Given text:
● ● ● ●
Qingdao Red Lions Football Club is a professional football club and academy from Qingdao in Shandong province, China. The first team has its home base in Laixi city, with youth training taking part in Laixi and several districts of Qingdao. Former notable players include David Löfquist, Kwame Quansah, Milan Perić, Shi Hanjun and Qiu Zhonghui. 
 
Qingdao Red Lions was established in early 2016. The first team joined the Chinese amateur league system that year and won promotion to the professional China League Two in 2018. The club aims to contribute to the development of Chinese football, both on youth level as in competitive league football.

Club badge and colours
The club badge consists of a shield containing a lion's head —a symbol for strength— and Wuyue Feng (May Wind), the iconic monument on Qingdao's May Fourth Square.
The 2020 home and away kit for Qingdao Red Lions are designed and manufactured by Guangzhou-based sports clothing and equipment producer UCAN.

Stadium and training ground
From the start of the 2020 season, the first team play its games in the stadium at Laixi Sports Center, which was built for the 2015 Leisure Games. The stadium is facilitated with a natural grass pitch and has a capacity of 10.000 seats. Training takes places at separate training pitches at the same Laixi Sports Center.
● ● ● ●
Records supplied:

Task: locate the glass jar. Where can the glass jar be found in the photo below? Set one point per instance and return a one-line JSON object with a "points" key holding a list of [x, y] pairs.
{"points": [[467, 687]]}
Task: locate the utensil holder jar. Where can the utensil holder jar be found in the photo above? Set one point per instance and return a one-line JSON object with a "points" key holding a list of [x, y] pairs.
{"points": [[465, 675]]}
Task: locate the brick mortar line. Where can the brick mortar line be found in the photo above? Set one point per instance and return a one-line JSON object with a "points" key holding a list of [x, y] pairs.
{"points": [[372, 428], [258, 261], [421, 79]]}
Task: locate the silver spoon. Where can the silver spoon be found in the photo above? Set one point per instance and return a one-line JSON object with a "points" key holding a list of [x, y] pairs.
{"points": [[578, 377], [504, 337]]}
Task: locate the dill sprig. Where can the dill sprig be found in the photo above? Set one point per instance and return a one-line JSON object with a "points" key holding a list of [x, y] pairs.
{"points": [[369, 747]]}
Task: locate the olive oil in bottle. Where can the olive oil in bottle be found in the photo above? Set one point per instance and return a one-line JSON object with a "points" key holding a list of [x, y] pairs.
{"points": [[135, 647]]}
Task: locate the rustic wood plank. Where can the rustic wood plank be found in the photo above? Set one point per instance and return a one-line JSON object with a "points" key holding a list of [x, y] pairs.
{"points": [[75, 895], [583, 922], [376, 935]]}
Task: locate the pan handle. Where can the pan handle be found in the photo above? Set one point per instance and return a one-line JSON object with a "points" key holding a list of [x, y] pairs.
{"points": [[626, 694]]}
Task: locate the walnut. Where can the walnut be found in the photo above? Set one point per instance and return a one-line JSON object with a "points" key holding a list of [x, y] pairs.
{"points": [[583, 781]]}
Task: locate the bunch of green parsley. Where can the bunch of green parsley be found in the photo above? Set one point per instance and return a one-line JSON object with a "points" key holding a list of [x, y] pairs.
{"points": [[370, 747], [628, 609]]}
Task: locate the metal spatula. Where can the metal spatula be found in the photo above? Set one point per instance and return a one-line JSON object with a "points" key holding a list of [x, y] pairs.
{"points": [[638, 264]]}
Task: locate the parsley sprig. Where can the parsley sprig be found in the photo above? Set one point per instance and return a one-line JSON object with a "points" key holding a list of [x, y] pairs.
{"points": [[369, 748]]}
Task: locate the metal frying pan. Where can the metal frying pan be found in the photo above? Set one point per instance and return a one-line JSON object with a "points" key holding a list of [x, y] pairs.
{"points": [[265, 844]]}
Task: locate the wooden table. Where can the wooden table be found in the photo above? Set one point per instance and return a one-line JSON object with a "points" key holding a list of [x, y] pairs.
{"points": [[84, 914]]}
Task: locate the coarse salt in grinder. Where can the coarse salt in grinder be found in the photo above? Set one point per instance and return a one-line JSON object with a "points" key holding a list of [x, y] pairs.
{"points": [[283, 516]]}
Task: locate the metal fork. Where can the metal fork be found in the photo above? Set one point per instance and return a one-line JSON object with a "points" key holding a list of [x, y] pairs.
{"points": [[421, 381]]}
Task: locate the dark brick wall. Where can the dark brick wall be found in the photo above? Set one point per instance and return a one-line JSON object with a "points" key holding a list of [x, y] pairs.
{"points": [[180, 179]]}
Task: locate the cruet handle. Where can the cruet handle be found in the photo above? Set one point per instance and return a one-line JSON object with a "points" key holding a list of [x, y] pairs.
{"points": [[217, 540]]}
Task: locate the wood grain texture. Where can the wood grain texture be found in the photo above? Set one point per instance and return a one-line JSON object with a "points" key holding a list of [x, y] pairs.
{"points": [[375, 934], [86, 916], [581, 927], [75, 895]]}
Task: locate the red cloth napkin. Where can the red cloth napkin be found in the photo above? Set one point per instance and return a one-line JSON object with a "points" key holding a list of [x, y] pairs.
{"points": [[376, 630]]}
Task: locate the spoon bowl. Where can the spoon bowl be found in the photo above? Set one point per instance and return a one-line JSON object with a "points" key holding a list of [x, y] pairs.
● ● ● ●
Complete the following:
A. According to the Qingdao Red Lions text, in what year did the first team win promotion to China League Two?
B. List every former notable player named in the Qingdao Red Lions text.

Responses to the tasks:
A. 2018

B. David Löfquist, Kwame Quansah, Milan Perić, Shi Hanjun, Qiu Zhonghui